## WORK TO DO
Repeat the data below word for word, starting with the line containing "canopy in this photo." and going on through the end of the data. Include both of those lines.

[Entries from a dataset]
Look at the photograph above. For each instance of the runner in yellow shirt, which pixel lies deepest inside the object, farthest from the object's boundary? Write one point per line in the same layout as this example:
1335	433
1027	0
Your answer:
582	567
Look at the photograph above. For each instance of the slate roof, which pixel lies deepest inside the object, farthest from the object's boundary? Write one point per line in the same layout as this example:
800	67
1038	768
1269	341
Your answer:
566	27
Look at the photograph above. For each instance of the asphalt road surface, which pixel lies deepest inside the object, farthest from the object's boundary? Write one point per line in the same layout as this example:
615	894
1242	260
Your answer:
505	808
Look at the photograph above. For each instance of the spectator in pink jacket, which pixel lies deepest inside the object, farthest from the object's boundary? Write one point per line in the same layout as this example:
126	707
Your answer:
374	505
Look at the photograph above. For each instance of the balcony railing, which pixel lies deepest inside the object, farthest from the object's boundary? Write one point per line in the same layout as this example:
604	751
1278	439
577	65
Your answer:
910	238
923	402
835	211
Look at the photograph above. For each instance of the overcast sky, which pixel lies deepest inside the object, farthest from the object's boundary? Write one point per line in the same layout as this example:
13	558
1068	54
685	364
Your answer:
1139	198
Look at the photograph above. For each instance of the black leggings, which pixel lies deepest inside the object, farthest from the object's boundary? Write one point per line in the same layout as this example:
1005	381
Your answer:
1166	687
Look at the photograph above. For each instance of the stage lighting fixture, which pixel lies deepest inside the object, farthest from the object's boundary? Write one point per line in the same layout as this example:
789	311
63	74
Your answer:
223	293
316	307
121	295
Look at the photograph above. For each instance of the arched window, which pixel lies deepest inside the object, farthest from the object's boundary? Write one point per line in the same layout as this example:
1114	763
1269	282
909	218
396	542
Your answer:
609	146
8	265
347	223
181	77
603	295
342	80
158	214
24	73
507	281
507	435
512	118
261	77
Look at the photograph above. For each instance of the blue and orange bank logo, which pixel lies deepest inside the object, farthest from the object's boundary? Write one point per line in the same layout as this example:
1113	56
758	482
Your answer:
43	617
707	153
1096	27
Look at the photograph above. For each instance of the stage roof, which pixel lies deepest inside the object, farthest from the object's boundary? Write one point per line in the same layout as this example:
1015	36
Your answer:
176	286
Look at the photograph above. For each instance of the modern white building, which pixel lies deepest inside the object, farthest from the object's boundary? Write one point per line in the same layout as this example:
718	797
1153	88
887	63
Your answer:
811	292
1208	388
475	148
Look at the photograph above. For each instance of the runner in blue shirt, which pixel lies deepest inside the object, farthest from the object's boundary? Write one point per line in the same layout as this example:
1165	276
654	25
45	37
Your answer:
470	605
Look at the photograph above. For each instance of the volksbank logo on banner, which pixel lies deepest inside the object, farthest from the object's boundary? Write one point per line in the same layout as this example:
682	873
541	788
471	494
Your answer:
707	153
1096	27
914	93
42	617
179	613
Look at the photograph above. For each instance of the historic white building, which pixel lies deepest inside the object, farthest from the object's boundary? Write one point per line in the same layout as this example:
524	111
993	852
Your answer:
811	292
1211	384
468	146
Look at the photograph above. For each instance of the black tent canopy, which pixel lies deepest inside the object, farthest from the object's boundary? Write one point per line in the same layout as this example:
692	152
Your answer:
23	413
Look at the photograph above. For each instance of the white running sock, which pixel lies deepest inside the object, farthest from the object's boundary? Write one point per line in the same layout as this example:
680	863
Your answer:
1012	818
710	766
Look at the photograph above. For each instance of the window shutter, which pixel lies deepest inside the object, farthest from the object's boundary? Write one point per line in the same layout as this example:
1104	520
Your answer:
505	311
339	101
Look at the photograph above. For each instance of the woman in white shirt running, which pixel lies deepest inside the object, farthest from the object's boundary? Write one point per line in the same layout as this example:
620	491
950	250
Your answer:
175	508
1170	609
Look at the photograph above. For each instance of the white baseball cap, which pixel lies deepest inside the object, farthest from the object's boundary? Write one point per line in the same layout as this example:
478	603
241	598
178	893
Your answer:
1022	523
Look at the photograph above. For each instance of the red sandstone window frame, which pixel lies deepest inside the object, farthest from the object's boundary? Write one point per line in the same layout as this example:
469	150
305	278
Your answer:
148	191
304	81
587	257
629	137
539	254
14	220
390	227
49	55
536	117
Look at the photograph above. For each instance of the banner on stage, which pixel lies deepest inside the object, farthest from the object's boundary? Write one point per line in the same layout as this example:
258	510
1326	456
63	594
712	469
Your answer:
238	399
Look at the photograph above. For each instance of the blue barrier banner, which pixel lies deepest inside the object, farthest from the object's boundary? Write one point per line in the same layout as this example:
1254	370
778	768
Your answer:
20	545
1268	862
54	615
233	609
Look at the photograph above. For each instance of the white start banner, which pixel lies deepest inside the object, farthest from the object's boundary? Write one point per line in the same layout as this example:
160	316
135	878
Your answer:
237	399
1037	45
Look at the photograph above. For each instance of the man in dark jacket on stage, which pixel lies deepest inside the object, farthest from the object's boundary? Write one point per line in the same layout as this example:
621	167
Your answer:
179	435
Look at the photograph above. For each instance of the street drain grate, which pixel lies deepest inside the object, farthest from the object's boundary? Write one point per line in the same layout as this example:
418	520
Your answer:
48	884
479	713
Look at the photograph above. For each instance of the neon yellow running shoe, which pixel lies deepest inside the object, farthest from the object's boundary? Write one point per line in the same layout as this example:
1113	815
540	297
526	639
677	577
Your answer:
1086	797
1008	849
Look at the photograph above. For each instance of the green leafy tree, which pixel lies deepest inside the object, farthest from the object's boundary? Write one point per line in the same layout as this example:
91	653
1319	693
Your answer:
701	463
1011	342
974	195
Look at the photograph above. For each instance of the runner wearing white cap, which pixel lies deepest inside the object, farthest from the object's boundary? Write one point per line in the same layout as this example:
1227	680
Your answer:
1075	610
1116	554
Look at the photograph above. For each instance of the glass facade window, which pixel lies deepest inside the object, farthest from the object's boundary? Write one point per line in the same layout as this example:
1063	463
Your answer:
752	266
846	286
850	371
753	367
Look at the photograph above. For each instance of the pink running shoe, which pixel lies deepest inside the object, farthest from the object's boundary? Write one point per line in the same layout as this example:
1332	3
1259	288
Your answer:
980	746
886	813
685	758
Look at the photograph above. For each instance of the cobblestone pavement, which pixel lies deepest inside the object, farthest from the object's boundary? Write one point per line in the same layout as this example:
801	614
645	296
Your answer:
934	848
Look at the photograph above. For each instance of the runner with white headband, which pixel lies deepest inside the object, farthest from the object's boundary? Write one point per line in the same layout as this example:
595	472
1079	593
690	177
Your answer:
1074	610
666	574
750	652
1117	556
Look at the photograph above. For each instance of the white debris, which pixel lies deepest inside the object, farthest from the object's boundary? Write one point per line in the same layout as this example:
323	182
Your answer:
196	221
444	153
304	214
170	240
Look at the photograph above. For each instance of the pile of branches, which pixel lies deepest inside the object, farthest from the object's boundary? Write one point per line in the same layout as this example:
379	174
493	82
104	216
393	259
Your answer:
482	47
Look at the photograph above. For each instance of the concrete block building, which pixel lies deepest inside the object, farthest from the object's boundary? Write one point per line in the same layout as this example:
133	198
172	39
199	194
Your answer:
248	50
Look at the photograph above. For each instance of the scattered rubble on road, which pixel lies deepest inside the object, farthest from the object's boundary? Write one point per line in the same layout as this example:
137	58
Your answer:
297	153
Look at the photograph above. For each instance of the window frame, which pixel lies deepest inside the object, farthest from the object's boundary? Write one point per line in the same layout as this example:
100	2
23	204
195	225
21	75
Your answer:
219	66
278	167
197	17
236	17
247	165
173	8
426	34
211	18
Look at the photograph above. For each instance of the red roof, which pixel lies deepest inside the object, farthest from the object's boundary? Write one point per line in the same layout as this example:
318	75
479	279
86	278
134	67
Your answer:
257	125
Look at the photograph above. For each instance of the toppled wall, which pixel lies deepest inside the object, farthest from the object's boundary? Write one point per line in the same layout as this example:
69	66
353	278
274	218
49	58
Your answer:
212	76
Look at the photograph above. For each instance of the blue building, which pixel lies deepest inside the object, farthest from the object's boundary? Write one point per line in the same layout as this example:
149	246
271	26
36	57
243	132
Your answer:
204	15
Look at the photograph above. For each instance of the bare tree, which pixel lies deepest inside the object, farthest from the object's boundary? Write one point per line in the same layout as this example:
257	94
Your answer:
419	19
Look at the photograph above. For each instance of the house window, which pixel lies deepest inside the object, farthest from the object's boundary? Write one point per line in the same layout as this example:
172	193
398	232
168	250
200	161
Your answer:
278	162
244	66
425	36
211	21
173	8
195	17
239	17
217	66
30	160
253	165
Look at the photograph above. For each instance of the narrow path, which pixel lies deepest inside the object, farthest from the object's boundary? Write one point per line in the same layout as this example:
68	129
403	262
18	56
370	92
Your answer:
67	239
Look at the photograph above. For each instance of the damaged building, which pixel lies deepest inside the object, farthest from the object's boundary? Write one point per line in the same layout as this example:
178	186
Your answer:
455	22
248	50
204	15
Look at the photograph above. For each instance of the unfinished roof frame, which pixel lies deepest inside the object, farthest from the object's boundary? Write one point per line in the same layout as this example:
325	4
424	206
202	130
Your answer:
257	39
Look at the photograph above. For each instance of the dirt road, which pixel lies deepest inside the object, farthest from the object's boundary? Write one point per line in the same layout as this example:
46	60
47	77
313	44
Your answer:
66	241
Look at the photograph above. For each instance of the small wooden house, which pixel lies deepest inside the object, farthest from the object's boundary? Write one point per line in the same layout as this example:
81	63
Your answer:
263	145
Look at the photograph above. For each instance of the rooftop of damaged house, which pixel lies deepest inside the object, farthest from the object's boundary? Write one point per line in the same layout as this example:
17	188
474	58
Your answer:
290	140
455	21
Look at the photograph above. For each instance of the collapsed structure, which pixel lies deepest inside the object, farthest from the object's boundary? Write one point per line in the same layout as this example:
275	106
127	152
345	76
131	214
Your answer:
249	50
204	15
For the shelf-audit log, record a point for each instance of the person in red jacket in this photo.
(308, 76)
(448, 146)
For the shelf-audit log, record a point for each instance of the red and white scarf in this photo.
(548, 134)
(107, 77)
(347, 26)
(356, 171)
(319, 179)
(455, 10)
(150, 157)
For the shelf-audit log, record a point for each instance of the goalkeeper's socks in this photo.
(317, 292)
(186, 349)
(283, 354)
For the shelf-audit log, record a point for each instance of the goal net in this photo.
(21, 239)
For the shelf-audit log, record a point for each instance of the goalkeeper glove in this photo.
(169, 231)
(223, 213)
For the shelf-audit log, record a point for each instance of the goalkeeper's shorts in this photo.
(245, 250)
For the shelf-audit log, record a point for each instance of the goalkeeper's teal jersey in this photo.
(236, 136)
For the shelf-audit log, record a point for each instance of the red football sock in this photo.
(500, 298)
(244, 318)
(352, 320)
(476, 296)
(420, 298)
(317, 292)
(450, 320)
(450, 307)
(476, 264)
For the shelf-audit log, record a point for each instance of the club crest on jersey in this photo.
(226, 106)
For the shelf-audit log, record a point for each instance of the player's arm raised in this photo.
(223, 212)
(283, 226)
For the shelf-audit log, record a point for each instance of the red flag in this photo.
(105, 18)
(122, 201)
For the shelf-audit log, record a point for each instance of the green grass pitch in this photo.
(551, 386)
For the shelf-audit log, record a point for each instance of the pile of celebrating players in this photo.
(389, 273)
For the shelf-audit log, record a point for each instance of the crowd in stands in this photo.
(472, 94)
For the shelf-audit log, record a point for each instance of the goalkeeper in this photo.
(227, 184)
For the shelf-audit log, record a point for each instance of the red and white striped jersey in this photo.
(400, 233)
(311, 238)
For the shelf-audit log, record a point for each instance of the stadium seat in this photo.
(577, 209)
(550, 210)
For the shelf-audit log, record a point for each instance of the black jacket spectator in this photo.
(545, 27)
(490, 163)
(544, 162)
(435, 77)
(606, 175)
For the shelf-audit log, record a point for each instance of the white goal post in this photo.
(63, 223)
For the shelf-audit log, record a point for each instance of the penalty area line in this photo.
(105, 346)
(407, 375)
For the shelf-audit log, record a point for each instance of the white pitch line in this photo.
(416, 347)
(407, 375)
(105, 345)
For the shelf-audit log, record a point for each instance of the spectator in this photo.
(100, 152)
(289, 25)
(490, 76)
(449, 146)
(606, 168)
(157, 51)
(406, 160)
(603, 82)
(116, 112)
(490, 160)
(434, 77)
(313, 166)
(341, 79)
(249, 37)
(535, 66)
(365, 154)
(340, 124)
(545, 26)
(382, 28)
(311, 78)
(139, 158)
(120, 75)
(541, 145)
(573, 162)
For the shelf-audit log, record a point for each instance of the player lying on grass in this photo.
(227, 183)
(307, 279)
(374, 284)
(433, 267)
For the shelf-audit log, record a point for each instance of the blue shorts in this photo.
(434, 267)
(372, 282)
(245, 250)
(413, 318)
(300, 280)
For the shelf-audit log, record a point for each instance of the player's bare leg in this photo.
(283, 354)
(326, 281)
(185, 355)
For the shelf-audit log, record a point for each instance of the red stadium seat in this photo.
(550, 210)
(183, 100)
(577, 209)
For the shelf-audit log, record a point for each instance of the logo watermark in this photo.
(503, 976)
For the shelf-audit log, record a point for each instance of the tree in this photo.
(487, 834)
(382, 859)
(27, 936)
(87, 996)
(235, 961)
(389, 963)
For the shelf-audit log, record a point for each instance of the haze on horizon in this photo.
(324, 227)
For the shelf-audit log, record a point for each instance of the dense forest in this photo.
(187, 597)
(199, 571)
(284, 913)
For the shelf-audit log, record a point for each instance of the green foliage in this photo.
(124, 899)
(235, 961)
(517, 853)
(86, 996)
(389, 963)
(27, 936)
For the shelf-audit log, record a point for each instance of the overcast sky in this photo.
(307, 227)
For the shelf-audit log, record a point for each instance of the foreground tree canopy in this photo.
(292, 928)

## RESPONSE FOR THIS EXERCISE
For the shelf-audit log, record a point for each instance of the foreground tree canopy in this photo.
(292, 928)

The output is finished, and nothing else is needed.